======== ROWS

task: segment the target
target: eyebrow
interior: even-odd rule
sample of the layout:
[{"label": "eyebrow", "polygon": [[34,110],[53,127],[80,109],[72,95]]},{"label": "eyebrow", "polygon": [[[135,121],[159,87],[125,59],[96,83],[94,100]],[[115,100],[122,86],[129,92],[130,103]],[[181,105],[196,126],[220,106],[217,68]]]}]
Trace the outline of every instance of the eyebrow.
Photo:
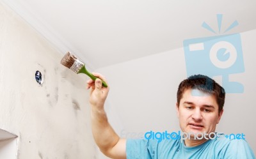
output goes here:
[{"label": "eyebrow", "polygon": [[[183,103],[184,103],[184,104],[195,105],[194,103],[191,102],[188,102],[188,101],[185,101],[184,102],[183,102]],[[212,105],[204,104],[204,105],[203,105],[203,107],[207,107],[207,108],[215,109],[214,106],[213,106],[213,105]]]}]

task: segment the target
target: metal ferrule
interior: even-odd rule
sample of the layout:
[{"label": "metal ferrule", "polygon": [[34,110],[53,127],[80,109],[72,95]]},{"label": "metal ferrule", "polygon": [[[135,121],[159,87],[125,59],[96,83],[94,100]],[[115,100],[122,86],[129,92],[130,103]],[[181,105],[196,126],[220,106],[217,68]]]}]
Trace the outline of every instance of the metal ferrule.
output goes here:
[{"label": "metal ferrule", "polygon": [[76,59],[76,61],[70,67],[70,69],[76,73],[78,73],[78,72],[84,65],[84,64],[82,61],[79,61],[79,59]]}]

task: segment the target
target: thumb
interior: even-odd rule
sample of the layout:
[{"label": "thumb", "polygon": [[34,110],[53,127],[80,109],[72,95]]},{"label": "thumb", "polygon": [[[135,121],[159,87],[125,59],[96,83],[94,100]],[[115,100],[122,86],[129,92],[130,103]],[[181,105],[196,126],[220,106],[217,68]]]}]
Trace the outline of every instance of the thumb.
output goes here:
[{"label": "thumb", "polygon": [[95,82],[95,89],[97,91],[101,91],[101,88],[102,88],[102,82],[101,81],[101,80],[99,79],[96,79]]}]

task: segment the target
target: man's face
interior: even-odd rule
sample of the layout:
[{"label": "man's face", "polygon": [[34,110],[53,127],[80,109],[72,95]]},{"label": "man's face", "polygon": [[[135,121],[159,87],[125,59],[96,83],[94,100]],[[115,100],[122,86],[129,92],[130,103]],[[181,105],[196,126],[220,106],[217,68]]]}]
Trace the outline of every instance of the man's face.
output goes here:
[{"label": "man's face", "polygon": [[183,132],[214,132],[223,110],[218,114],[216,100],[198,89],[187,89],[180,99],[177,113]]}]

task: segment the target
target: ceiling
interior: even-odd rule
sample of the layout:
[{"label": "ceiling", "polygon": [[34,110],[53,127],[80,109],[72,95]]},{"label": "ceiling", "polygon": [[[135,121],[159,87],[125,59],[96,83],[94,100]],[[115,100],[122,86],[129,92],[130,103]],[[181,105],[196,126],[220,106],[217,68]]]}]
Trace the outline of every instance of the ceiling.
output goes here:
[{"label": "ceiling", "polygon": [[182,47],[189,38],[256,29],[255,0],[1,0],[63,54],[97,69]]}]

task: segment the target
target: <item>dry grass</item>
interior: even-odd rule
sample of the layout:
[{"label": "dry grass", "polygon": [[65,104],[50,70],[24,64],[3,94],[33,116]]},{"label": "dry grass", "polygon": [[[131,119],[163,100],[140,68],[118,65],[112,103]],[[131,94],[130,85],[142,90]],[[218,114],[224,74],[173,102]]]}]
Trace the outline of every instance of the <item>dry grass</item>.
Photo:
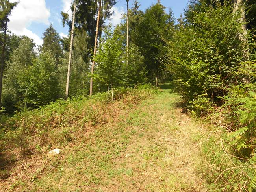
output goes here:
[{"label": "dry grass", "polygon": [[176,108],[178,99],[166,91],[135,107],[116,102],[85,131],[69,127],[72,141],[52,146],[59,156],[41,149],[19,161],[0,191],[206,191],[198,145],[205,131]]}]

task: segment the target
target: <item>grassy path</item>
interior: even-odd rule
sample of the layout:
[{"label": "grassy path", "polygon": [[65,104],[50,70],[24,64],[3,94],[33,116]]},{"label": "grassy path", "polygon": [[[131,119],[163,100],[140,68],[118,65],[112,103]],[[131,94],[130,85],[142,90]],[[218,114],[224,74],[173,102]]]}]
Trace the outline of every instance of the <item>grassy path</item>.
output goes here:
[{"label": "grassy path", "polygon": [[206,191],[198,171],[202,128],[169,91],[121,109],[60,156],[35,158],[0,191]]}]

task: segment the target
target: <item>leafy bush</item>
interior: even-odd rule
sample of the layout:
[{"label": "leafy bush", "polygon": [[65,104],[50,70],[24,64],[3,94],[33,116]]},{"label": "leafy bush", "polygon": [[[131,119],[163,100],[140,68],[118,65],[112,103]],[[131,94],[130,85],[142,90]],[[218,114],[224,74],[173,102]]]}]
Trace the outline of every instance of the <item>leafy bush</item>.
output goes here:
[{"label": "leafy bush", "polygon": [[167,67],[188,105],[200,112],[221,105],[228,88],[249,77],[238,73],[245,61],[238,14],[227,3],[199,5],[200,11],[176,26]]},{"label": "leafy bush", "polygon": [[0,135],[0,151],[17,148],[26,155],[32,150],[64,144],[79,137],[80,131],[107,120],[115,105],[136,105],[156,91],[149,85],[115,89],[114,105],[111,95],[102,93],[89,98],[58,100],[33,110],[25,109],[4,125]]}]

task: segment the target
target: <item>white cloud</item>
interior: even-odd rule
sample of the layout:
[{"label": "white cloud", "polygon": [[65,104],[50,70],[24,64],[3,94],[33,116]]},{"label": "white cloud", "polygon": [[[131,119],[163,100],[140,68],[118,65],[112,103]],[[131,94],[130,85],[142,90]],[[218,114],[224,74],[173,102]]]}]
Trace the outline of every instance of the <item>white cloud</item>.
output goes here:
[{"label": "white cloud", "polygon": [[65,34],[63,33],[62,33],[62,32],[61,32],[61,33],[59,33],[59,36],[60,36],[61,37],[66,37],[66,37],[68,37],[68,35],[66,35]]},{"label": "white cloud", "polygon": [[20,0],[9,17],[8,27],[13,33],[27,35],[33,39],[37,44],[41,44],[42,39],[27,28],[33,22],[49,25],[50,15],[50,10],[46,7],[45,0]]},{"label": "white cloud", "polygon": [[69,17],[72,17],[72,11],[71,11],[70,7],[71,6],[72,0],[61,0],[63,3],[63,6],[62,11],[64,13],[67,13],[69,14]]},{"label": "white cloud", "polygon": [[112,7],[110,9],[111,12],[113,12],[111,17],[111,19],[108,21],[108,23],[112,24],[113,26],[116,26],[121,22],[122,14],[124,13],[125,11],[122,7]]}]

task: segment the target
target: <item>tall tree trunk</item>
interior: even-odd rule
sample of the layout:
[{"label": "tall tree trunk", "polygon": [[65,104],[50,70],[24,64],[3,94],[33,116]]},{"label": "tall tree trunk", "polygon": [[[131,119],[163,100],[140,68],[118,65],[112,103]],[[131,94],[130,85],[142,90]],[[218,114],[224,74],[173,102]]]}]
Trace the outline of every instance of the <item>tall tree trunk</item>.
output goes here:
[{"label": "tall tree trunk", "polygon": [[69,66],[68,67],[68,74],[67,77],[67,84],[66,84],[66,98],[69,96],[69,79],[70,78],[70,70],[71,66],[71,59],[72,58],[72,48],[73,48],[73,39],[74,39],[74,30],[75,24],[75,18],[76,17],[76,0],[74,1],[74,11],[73,12],[73,20],[72,21],[72,28],[71,29],[71,36],[70,40],[70,46],[69,47]]},{"label": "tall tree trunk", "polygon": [[1,69],[0,73],[0,106],[2,107],[2,87],[3,87],[3,77],[4,76],[4,55],[6,52],[6,31],[7,30],[7,20],[6,21],[4,25],[4,43],[3,44],[3,50],[2,52],[2,59],[1,62]]},{"label": "tall tree trunk", "polygon": [[[95,33],[95,41],[94,42],[94,50],[93,50],[93,56],[95,56],[97,50],[97,41],[98,40],[98,33],[99,30],[99,25],[100,23],[100,9],[101,9],[101,0],[99,0],[99,9],[98,12],[98,17],[97,18],[97,25],[96,26],[96,33]],[[94,70],[94,64],[95,61],[94,59],[93,60],[93,63],[91,65],[91,74],[92,75],[93,74]],[[90,96],[93,94],[93,77],[91,77],[90,79]]]},{"label": "tall tree trunk", "polygon": [[249,59],[249,52],[248,42],[247,39],[247,31],[246,30],[246,20],[245,17],[245,11],[243,7],[243,0],[234,0],[234,5],[233,12],[235,13],[239,11],[240,17],[239,21],[242,24],[242,34],[239,34],[240,39],[243,42],[244,52],[247,60]]},{"label": "tall tree trunk", "polygon": [[126,0],[127,2],[127,17],[126,18],[126,24],[127,28],[126,30],[126,52],[127,59],[126,61],[127,65],[128,63],[128,59],[129,58],[129,0]]}]

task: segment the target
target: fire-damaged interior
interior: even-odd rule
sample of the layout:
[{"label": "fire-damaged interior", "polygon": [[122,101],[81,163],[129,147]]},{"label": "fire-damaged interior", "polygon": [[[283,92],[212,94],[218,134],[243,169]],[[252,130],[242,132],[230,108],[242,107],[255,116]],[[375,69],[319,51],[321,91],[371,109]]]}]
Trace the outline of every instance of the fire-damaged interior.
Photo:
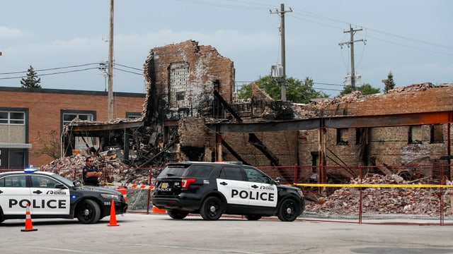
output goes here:
[{"label": "fire-damaged interior", "polygon": [[[389,165],[427,157],[425,162],[434,164],[441,156],[450,164],[453,111],[442,102],[451,101],[451,85],[420,84],[369,97],[355,92],[304,105],[273,100],[252,85],[251,99],[240,101],[234,96],[233,63],[214,48],[191,40],[152,49],[144,71],[148,87],[141,117],[105,122],[74,119],[63,133],[66,156],[88,151],[138,168],[227,159],[275,167],[285,183],[294,179],[279,167],[282,165],[338,166],[335,171],[319,167],[319,172],[297,176],[309,179],[316,174],[316,181],[325,183],[356,177],[357,172],[348,166],[351,164],[373,165],[384,174],[408,179],[415,174]],[[439,102],[420,109],[415,107],[420,96],[436,96]],[[398,107],[401,98],[404,108]],[[386,103],[395,106],[378,108]],[[429,130],[432,140],[418,139],[417,131],[429,134]],[[409,138],[399,147],[386,139],[402,132]],[[78,148],[81,143],[84,151]],[[376,152],[389,150],[389,156]],[[394,151],[401,155],[391,157]],[[449,178],[450,173],[446,174]]]}]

================

SET TASK. Report how many lines of the material above contain the string "path", treating uppercase and lowercase as different. Reply with the number alone.

RESULT BELOW. 4